## Task to carry out
Without including any images, reproduce each entry exactly.

(Saved entries)
□ □ □
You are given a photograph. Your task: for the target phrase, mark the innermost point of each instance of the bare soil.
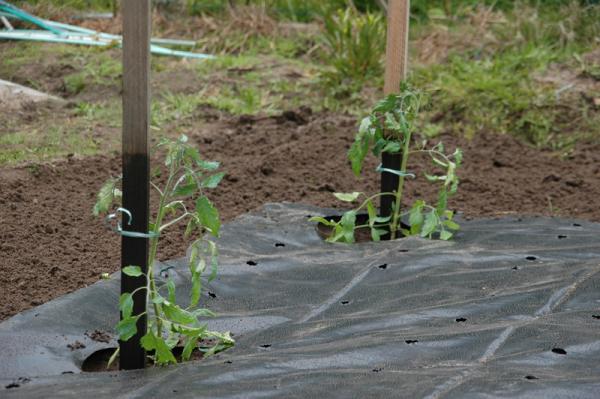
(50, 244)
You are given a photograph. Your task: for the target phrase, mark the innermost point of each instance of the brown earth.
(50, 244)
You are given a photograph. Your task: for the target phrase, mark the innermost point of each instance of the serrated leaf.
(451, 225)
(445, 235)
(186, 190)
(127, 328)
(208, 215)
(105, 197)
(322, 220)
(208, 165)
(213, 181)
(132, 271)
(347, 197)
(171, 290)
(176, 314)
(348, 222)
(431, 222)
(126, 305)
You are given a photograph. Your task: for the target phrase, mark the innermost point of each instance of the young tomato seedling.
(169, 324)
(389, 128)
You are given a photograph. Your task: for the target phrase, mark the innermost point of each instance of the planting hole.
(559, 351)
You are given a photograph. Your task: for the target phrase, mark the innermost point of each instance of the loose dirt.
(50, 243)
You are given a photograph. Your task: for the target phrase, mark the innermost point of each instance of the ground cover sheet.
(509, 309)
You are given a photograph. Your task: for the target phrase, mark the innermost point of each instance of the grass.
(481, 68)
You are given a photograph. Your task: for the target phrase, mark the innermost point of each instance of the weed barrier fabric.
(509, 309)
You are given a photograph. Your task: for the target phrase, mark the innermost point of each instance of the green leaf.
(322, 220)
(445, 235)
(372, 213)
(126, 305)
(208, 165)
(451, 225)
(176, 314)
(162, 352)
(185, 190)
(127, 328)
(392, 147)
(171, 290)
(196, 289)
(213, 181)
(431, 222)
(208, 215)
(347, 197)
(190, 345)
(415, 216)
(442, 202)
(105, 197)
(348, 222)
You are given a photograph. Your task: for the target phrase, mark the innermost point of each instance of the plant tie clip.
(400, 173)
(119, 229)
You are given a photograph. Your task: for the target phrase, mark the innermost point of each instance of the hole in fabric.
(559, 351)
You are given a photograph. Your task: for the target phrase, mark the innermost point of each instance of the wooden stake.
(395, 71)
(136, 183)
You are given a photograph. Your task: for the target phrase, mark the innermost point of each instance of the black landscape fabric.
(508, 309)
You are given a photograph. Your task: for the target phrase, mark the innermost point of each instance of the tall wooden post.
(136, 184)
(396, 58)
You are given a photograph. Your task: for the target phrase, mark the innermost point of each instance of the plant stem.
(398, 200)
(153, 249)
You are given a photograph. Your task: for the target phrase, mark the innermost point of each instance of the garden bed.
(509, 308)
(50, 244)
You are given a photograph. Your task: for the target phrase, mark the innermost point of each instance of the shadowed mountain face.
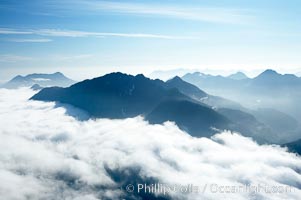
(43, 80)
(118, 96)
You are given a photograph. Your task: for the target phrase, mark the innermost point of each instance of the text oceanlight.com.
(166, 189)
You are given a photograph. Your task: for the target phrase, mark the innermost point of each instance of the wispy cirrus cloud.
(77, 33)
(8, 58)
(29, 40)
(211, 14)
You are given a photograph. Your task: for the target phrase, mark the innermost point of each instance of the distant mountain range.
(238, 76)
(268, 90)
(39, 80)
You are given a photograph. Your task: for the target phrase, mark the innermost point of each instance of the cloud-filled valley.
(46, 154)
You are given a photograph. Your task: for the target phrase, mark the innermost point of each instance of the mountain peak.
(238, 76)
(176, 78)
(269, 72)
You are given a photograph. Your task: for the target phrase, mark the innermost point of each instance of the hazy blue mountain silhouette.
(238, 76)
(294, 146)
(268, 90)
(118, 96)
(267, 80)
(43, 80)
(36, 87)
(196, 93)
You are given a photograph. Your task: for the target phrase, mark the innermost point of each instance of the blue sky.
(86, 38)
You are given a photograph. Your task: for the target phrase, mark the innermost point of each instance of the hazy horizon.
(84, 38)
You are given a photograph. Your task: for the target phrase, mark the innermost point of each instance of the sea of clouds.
□ □ □
## Task response
You are given a photograph. Your task: for the target phrase, mark the innermost point of each instance of the bare soil.
(50, 244)
You are given a photograph. Your task: for the target phrase, mark the innermost point of each instance of the brown earth.
(50, 244)
You are given a photograph. Your task: for the target phrase, mark the innermost point of each instance of the serrated leaf.
(451, 225)
(445, 235)
(186, 190)
(127, 328)
(208, 215)
(105, 197)
(322, 220)
(208, 165)
(213, 181)
(132, 271)
(347, 197)
(171, 290)
(176, 314)
(348, 222)
(431, 222)
(126, 305)
You are given a photograph. Your task: for the target phrase, mark the innermost point of each instance of the young tomato seedling.
(169, 324)
(389, 128)
You are given a photograph. Your task: for the target phrase, mark the innermost point of each instance of the planting hole.
(559, 351)
You are given a photograph. Your task: for the target phrase, mark the innermost point of each instance of the loose dirt.
(50, 243)
You are given a photograph. Your task: for the target phrase, mark the innermost point of each instance of the ground cover sheet.
(509, 309)
You are given a photograph. Your task: for the target phrase, mark the innermost point of each instance of the grass.
(481, 68)
You are given a photograph. Your task: for the target phrase, mark the innermost point of each instance of the weed barrier fabric.
(509, 309)
You are given a photograph. Your task: for the target phrase, mark the innermost point of each instance of the green leaf.
(322, 220)
(445, 235)
(372, 213)
(126, 305)
(208, 165)
(451, 225)
(176, 314)
(162, 352)
(185, 190)
(127, 328)
(392, 147)
(171, 290)
(196, 289)
(213, 181)
(431, 222)
(208, 215)
(347, 197)
(190, 345)
(415, 216)
(442, 202)
(105, 197)
(348, 222)
You are given a photograph. Your task: for the target phrase, mark the innermost point of each instance of the plant tie clip.
(400, 173)
(119, 229)
You are given a photograph. Your task: for the target phrase, mark the innermost point of each instance of the hole in fabric.
(559, 351)
You are given a photograph. Your task: for the target phrase, mark the innermost point of each instance of the wooden stake.
(395, 71)
(136, 183)
You are given a photograph. Your task: for the target phrase, mark the innermost point of each instance of the black landscape fabric.
(508, 309)
You are given a photograph. Your task: for the target phrase, mark the innermost point of each instance of the tall wooden post.
(136, 184)
(396, 58)
You are given a photograph. Your task: for the target phrase, mark the innermost point of each instance of the plant stem.
(398, 200)
(153, 249)
You are given a photograph. Your task: for the target phrase, mark the innermost point of each instance of the garden bed.
(509, 308)
(50, 244)
You are given a photograph. Your task: for the target phrase, mark the innermost point of each instance of the shadowed mountain face.
(43, 80)
(118, 96)
You are given a photograph. Your task: for the target phrase, mark the innermost point of each instance of the text oceanlight.com.
(166, 189)
You are given a photograph. Your task: for the target phrase, mark the innermost point of each instance of the wispy cirrus cloud.
(77, 33)
(8, 58)
(29, 40)
(211, 14)
You are given a photograph. Your task: for the target phrase, mark the innermost point of each instance of the distant mountain range.
(238, 76)
(268, 90)
(39, 80)
You are given a photograph. Your task: for the target phrase, mark the innermost point of each instance of the cloud-filled valley.
(46, 154)
You are given a photograph. Your task: for the target phrase, mark the innermost point of each instance of the mountain peak.
(238, 76)
(176, 78)
(269, 72)
You are given a photograph. Your task: for the target phrase, mark the innermost point of each instance of the hazy blue mountain silhouette.
(238, 76)
(294, 146)
(268, 90)
(118, 96)
(267, 80)
(43, 80)
(36, 87)
(196, 93)
You are given a photograph. Your task: for the target phrase, mark the innermost point of each instance of the blue sky.
(86, 38)
You are given a photograph. Your task: for the target phrase, mark the innermost point of each instance of the hazy horizon.
(84, 38)
You are given a photograph. Your task: for the target phrase, mark the innermost point of each instance of the sea of clouds.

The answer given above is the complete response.